■ **Instructions for the task**
Take each line from the entries that holds "pointer" and copy it out.

■ ■ ■ ■ ■

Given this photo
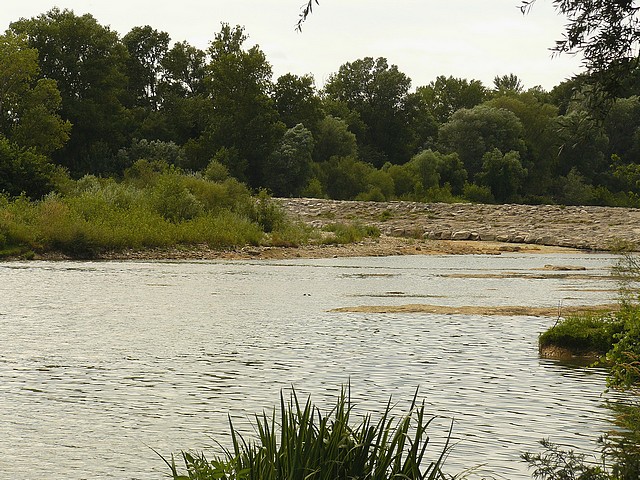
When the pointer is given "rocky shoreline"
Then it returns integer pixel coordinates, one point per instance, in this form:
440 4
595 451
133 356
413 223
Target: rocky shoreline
584 228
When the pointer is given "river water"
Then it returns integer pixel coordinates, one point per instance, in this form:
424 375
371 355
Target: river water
101 362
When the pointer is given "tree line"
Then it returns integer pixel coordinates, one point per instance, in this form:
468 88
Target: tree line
77 98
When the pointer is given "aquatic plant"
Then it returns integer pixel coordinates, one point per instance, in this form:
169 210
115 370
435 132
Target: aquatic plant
306 444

■ ■ ■ ■ ■

■ **Response below**
When the pointer is given "rocky shoreline"
When the pointer is given "river water"
When the pointer is given "tree line"
When the pointer is given "aquatic plant"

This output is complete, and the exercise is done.